Objectives:
a – Name every ingredient that step 1 of the peanut butter cookie recipe says to cream together in the large bowl.
b – Duplicate a passage of the peanut butter cookie recipe word for word, beginning at the words "My Favorite Puffy, Chewy" and ending after the words "them fast enough!".
c – Pick up the peanut butter cookie recipe right after its last sentence and write the steps that follow.

Selected extract:
================================

My Favorite Puffy, Chewy Peanut Butter Chocolate Chip Cookies

Adapted from Averie Cooks

You’ll never need another peanut butter cookie recipe after you’ve met–and inhaled–this one! Puffy, soft, and perfectly chewy without a hint of cakiness about them, these mounds of peanut butter goodness are my personal favorite. But don’t take my word for it: my friends have been raving about this recipe as the be-all PB cookie, and I can hardly make them fast enough!

Ingredients:

  • 1 egg, room temperature
  • 1 cup dark brown sugar, packed
  • 3/4 cup heaping cup peanut butter
  • 1/2 cup butter or margarine, softened to the point of melting
  • 1 tablespoon vanilla extract
  • 1 3/4 cups all-purpose flour
  • 1/2 teaspoon baking soda
  • 1/4 teaspoon salt
  • 1 cup semi-sweet chocolate chips

Directions:

  1. In a large bowl, cream the heck out of your egg, brown sugar, peanut butter, butter, and vanilla. The mixture should turn so fluffy you’ll want to die. When this has happened (about five minutes of vigorous beating), scream “It’s so FLUFFY!” and move on to the next step.
  2. Add flour, baking soda, and salt–mix in until just incorporated.

================================

Entries drawn from a collection:
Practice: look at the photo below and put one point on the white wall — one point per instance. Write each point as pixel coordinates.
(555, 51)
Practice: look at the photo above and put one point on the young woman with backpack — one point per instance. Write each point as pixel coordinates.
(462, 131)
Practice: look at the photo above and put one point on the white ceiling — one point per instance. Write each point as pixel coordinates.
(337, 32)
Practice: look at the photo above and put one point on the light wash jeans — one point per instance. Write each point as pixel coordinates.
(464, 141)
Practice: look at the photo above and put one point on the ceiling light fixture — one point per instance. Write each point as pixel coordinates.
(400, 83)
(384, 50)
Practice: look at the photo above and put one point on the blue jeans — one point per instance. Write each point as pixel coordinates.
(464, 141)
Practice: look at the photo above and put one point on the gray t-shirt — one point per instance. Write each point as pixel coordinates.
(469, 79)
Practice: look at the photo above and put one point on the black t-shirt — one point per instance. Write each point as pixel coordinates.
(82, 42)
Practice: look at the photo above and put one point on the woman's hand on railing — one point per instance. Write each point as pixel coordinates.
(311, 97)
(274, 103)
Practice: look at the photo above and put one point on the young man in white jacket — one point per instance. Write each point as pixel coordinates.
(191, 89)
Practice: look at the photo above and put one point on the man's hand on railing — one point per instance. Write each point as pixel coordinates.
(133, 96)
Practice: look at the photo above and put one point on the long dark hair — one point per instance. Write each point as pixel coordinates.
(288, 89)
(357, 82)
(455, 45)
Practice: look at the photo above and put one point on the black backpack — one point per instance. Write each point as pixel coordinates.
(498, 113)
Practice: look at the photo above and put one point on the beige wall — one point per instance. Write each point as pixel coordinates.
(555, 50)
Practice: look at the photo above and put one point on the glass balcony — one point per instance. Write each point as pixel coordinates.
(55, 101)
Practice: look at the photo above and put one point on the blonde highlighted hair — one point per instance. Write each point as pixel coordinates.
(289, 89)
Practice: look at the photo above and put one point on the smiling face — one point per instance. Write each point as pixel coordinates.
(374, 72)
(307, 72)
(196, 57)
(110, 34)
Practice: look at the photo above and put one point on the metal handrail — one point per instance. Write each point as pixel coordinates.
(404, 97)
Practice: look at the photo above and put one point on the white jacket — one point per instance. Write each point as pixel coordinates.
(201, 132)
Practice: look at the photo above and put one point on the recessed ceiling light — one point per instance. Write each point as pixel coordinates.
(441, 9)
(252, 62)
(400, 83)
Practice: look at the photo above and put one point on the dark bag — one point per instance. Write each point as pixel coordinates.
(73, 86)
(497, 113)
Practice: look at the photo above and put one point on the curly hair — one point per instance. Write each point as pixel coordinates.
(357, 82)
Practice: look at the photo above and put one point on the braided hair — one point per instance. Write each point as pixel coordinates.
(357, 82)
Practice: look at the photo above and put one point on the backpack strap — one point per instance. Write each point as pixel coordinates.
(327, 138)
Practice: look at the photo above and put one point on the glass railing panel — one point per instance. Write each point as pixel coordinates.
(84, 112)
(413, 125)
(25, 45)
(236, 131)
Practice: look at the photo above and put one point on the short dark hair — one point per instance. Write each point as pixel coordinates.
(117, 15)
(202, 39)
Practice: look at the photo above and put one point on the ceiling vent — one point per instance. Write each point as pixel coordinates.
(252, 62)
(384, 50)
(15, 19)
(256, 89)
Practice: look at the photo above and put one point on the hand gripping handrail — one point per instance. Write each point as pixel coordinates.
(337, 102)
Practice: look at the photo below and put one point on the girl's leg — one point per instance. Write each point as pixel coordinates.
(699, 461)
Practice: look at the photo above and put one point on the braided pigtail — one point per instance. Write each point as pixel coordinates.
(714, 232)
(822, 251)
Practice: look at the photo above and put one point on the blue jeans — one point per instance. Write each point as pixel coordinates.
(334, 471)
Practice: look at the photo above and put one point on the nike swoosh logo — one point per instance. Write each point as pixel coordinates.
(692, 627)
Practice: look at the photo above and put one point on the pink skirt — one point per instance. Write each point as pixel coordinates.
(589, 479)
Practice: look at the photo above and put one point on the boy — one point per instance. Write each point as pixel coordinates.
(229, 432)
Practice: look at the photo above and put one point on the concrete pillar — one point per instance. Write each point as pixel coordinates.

================================

Responses by task:
a – egg, brown sugar, peanut butter, butter, vanilla

b –
My Favorite Puffy, Chewy Peanut Butter Chocolate Chip Cookies

Adapted from Averie Cooks

You’ll never need another peanut butter cookie recipe after you’ve met–and inhaled–this one! Puffy, soft, and perfectly chewy without a hint of cakiness about them, these mounds of peanut butter goodness are my personal favorite. But don’t take my word for it: my friends have been raving about this recipe as the be-all PB cookie, and I can hardly make them fast enough!

c –
  3. Fold in your chocolate chips like you would fold a baby’s laundry–gently, quietly, and gracefully.
  4. Cover your mixing bowl with cling-wrap and stick it in the fridge for at least two hours prior to baking. Tip: If you are like me and don’t wait for anything longer than it takes to watch an episode of Chopped, you can also stick the bowl in the freezer for 45 minutes prior to baking, watch Chopped, and come back.
  5. After your dough is chillier than a December penguin, preheat oven to 350 degrees F. Lightly grease a cookie sheet and set aside.
  6. Remove your dough from the fridge and use an ice cream scoop to create 2.5-inch mounds of gorgeous dough. You will want to mound these higher rather than wide in order to create that tall, droolworthy puffiness you desire. Place dough mounds 2 inches apart on prepared cookie sheet.
  7. Bake cookies in oven for 8-10 minutes, until edges and top of cookies are set but the centers appear slightly underbaked. Remove sheet from oven–allow cookies to cool for an additional 10 minutes on stovetop to create that awesome soft chewiness you’re looking for.
  8. Eat. Eat. Share. Eat some more.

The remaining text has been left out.